• _Stated task_
Lay out all of the data below as a JSON list of strings, with one string per line and blank lines omitted.

• _The input_

•••

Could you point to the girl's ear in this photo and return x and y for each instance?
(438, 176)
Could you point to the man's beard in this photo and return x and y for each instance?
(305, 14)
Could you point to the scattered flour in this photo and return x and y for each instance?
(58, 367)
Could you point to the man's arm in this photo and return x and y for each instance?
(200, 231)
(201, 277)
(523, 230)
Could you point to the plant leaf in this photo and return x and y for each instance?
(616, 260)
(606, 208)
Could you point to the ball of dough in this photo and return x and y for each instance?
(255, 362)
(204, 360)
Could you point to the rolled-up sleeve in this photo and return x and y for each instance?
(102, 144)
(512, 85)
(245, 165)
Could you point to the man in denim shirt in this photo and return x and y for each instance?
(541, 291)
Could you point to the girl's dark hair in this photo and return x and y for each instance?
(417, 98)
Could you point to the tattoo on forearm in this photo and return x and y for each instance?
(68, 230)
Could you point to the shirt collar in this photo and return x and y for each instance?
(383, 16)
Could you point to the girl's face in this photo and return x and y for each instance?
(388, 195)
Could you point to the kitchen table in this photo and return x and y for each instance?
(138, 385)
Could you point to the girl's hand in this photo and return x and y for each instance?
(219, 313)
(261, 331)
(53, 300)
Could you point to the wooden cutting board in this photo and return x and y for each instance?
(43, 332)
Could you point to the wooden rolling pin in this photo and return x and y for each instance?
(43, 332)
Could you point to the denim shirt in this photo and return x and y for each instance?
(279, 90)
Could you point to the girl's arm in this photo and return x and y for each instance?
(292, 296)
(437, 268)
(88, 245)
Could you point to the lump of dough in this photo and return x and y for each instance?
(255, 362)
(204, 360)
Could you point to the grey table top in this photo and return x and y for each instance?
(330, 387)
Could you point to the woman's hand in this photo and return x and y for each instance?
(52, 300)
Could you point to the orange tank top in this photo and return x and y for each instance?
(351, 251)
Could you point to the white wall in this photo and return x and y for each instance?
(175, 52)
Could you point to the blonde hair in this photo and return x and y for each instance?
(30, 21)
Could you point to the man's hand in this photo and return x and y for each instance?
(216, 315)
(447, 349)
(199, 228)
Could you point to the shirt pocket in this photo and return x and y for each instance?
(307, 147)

•••

• _Exercise solution_
[
  "Could you point to the girl's ear in this photo and return x and y for each instance?",
  "(438, 176)",
  "Could you point to the man's beard in this photo and return x and y for each instance?",
  "(305, 14)",
  "Could you point to the scattered flour in this photo and return x and y for each instance?",
  "(58, 367)",
  "Could you point to the man's arm in this photo and return x and y for each instance?",
  "(200, 231)",
  "(201, 277)",
  "(523, 230)",
  "Could you point to the plant leaf in this photo and return x and y for each instance?",
  "(616, 260)",
  "(606, 208)",
  "Could you point to the ball of dough in this photo and return x and y for each instance?",
  "(255, 362)",
  "(204, 360)",
  "Could you point to the rolled-up sleeve in this photo and return x and y for each instance?",
  "(102, 144)",
  "(512, 85)",
  "(245, 165)",
  "Could you point to the man in denim shirt in this photo and return x and y for each instance?",
  "(541, 291)",
  "Could you point to the girl's dark hair in this photo and return x and y for each instance?",
  "(417, 98)",
  "Could you point to the tattoo on forearm in this photo and return x and y for each instance?",
  "(68, 230)",
  "Could you point to the shirt collar in this photo and return x and y for each instance?",
  "(383, 16)",
  "Could you point to the girl's face in this photo and return x and y for each instance?",
  "(388, 195)",
  "Could you point to the kitchen table in this photo and return x and y for each instance?",
  "(138, 385)",
  "Could you point to the girl's hand in this photo and return x and y for each instance?",
  "(219, 313)",
  "(261, 331)",
  "(53, 300)",
  "Could you point to the wooden cutting board in this photo and return x and y for each instance?",
  "(43, 332)",
  "Could you point to the wooden rolling pin in this photo and return x and y for each instance?",
  "(43, 332)",
  "Could you point to the denim shirt in this photo and return x and y for each instance?",
  "(279, 90)",
  "Could you point to the girl's arm in this photo and return x and y for each instance?",
  "(292, 296)",
  "(437, 268)",
  "(88, 245)",
  "Could you point to the lump of dough in this photo and return x and y for each instance?",
  "(255, 362)",
  "(204, 360)",
  "Could you point to the grey table top in this photo and return x and y for each instance?",
  "(330, 387)",
  "Could you point to the woman's hand in this photo and return x and y for each instance?",
  "(52, 300)",
  "Could you point to the orange tank top in this photo and return x and y for each instance?",
  "(351, 251)",
  "Could you point to the white wall in this photo and return x and y for each instance?",
  "(175, 52)",
  "Could you point to the blonde hair in this photo and return x and y for each instance?",
  "(30, 21)",
  "Could you point to the man's hand in this photo and return x and y for each instance?",
  "(216, 315)",
  "(447, 349)",
  "(199, 228)",
  "Could you point to the shirt pocket in this photo and return x and y for each instance?",
  "(307, 147)"
]